** start Records **
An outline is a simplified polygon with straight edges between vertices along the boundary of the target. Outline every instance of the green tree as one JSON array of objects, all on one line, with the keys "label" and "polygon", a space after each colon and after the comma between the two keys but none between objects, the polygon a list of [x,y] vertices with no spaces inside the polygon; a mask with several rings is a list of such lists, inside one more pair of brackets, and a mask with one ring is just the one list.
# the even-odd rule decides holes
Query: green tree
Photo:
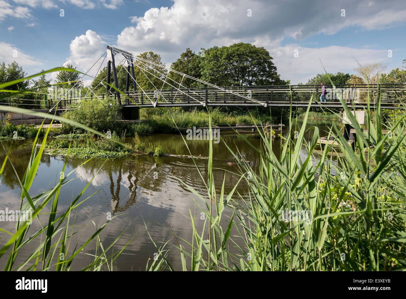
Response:
[{"label": "green tree", "polygon": [[[180,58],[178,58],[175,62],[172,63],[171,65],[171,68],[195,78],[200,79],[201,77],[201,69],[200,68],[200,64],[201,62],[201,58],[200,55],[197,54],[194,52],[190,50],[190,48],[188,48],[185,52],[180,54]],[[201,86],[201,84],[195,80],[187,77],[183,78],[182,75],[173,72],[169,73],[168,76],[169,78],[178,83],[181,81],[182,85],[186,87],[199,87]],[[179,86],[173,81],[169,80],[169,82],[175,87],[177,87]],[[165,88],[172,87],[169,85],[166,84]]]},{"label": "green tree", "polygon": [[397,67],[392,69],[388,74],[383,74],[379,79],[381,84],[406,84],[406,69]]},{"label": "green tree", "polygon": [[[68,64],[66,66],[66,68],[76,69],[76,67],[73,67],[71,64]],[[65,67],[62,65],[62,67]],[[80,74],[76,72],[71,71],[59,71],[56,74],[57,83],[62,83],[65,82],[71,82],[69,83],[66,83],[63,84],[63,86],[60,87],[64,87],[67,88],[71,88],[73,86],[75,88],[80,88],[83,86],[83,82],[82,80],[80,80]]]},{"label": "green tree", "polygon": [[365,84],[365,82],[361,77],[358,77],[356,75],[351,75],[351,76],[347,81],[346,81],[346,84]]},{"label": "green tree", "polygon": [[346,82],[350,78],[349,74],[344,74],[337,72],[337,74],[317,74],[311,79],[309,79],[307,85],[320,85],[322,83],[324,84],[330,84],[330,80],[335,85],[345,84]]},{"label": "green tree", "polygon": [[[134,64],[134,72],[137,83],[143,90],[152,90],[155,88],[160,89],[163,85],[165,77],[165,76],[162,74],[166,74],[166,69],[164,68],[165,65],[161,62],[161,56],[150,51],[141,53],[137,57],[160,66],[157,66],[145,61],[136,61]],[[139,67],[136,67],[137,66]],[[142,70],[140,67],[142,68],[143,70]]]},{"label": "green tree", "polygon": [[[13,61],[11,63],[6,65],[4,62],[0,64],[0,82],[8,82],[13,80],[22,79],[26,77],[27,74],[24,72],[22,67],[18,65],[15,61]],[[5,89],[8,90],[15,91],[23,91],[28,88],[30,84],[29,80],[24,80],[10,86],[8,86]],[[0,90],[1,91],[1,90]],[[34,95],[33,93],[27,93],[15,94],[13,93],[0,92],[0,95],[8,95],[8,99],[4,99],[2,101],[3,102],[14,103],[22,105],[24,108],[37,108],[33,104],[32,100],[34,99]]]},{"label": "green tree", "polygon": [[203,50],[205,56],[200,67],[204,81],[219,86],[272,85],[281,82],[273,58],[263,47],[240,43]]},{"label": "green tree", "polygon": [[[23,70],[23,68],[15,61],[6,66],[4,62],[0,64],[0,82],[9,82],[26,77],[27,74]],[[29,80],[25,80],[14,85],[8,86],[9,90],[23,90],[30,85]]]}]

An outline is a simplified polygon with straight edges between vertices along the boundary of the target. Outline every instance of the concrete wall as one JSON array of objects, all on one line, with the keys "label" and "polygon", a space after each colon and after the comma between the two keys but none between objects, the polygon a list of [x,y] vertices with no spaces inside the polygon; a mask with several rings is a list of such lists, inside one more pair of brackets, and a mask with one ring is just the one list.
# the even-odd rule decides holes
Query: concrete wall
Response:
** end Records **
To do:
Could you quote every one of the lines above word for word, leaving the pictures out of your answer?

Answer to the problem:
An outline is a simplified polygon with straight edges between vertices along the boundary of the target. Outline every instance of the green tree as one JSON array of objects, all on one line, with the keys "label" and "polygon", a space after each colon and after the comma between the two keys but none between objects, the polygon a list of [x,y] vertices with no spaces inside the polygon; a mask with several rings is a list of such lists, inside one more pair of brackets, and a mask with one ring is just the one list.
# the even-odd rule decides holes
Query: green tree
Photo:
Response:
[{"label": "green tree", "polygon": [[[180,58],[178,58],[175,62],[172,63],[171,65],[171,68],[195,78],[200,79],[201,77],[201,69],[200,68],[200,64],[201,62],[201,58],[200,55],[197,54],[194,52],[190,50],[190,48],[188,48],[185,52],[180,54]],[[201,86],[201,84],[195,80],[187,77],[183,78],[182,75],[173,72],[169,73],[168,76],[169,78],[178,83],[181,81],[182,85],[186,87],[199,87]],[[179,86],[173,81],[169,80],[169,82],[175,87],[177,87]],[[165,88],[172,87],[169,85],[166,84]]]},{"label": "green tree", "polygon": [[397,67],[392,69],[388,74],[383,74],[379,79],[381,84],[406,84],[406,69]]},{"label": "green tree", "polygon": [[[68,64],[66,66],[66,68],[76,69],[76,67],[73,67],[71,64]],[[65,67],[62,65],[62,67]],[[80,74],[76,72],[71,71],[59,71],[56,74],[57,83],[62,83],[65,82],[71,82],[69,83],[66,83],[63,84],[63,86],[60,87],[64,87],[67,88],[71,88],[73,86],[75,88],[80,88],[83,86],[83,82],[82,80],[80,80]]]},{"label": "green tree", "polygon": [[365,84],[365,82],[361,77],[358,77],[356,75],[351,75],[351,76],[347,81],[346,81],[346,84]]},{"label": "green tree", "polygon": [[346,82],[350,78],[349,74],[344,74],[337,72],[337,74],[317,74],[311,79],[309,79],[307,85],[320,85],[322,83],[324,84],[330,84],[330,80],[335,85],[345,84]]},{"label": "green tree", "polygon": [[[134,64],[134,72],[137,83],[143,90],[152,90],[155,88],[160,89],[163,85],[165,77],[165,76],[162,74],[166,74],[166,69],[164,68],[165,65],[161,62],[161,56],[150,51],[141,53],[137,57],[160,66],[157,66],[145,61],[136,61]],[[139,67],[136,67],[137,66]],[[142,70],[140,67],[142,68],[143,70]]]},{"label": "green tree", "polygon": [[[13,61],[11,63],[6,65],[4,62],[0,64],[0,82],[8,82],[13,80],[22,79],[26,77],[27,74],[24,72],[22,67],[18,65],[15,61]],[[5,89],[8,90],[15,91],[23,91],[28,88],[30,84],[29,80],[24,80],[10,86],[8,86]],[[0,90],[1,91],[1,90]],[[34,95],[33,93],[27,93],[15,94],[13,93],[0,92],[0,95],[8,95],[8,99],[4,99],[2,101],[3,102],[14,103],[22,105],[24,108],[37,108],[33,104],[32,100],[34,99]]]},{"label": "green tree", "polygon": [[203,50],[205,56],[200,67],[204,81],[219,86],[272,85],[281,82],[273,58],[263,47],[240,43]]},{"label": "green tree", "polygon": [[[23,70],[23,68],[15,61],[6,66],[4,62],[0,64],[0,82],[9,82],[26,77],[27,74]],[[29,80],[25,80],[14,85],[8,86],[9,90],[23,90],[30,85]]]}]

An outline is a simplified polygon with straight edges between vertices along the boundary of the target. Outline every instance of the concrete wall as one JSON array of objects, all on one line, with the keys "label" and "polygon", a space after each colon and after the comma between the two keys but none between objects, the polygon a list of [x,y] vertices with no spaces inside the polygon; a mask with several rings is a list of such lists, inside one more pair of brackets, and a mask with one ring is just the one list.
# the even-odd rule decides holes
Query: concrete wall
Response:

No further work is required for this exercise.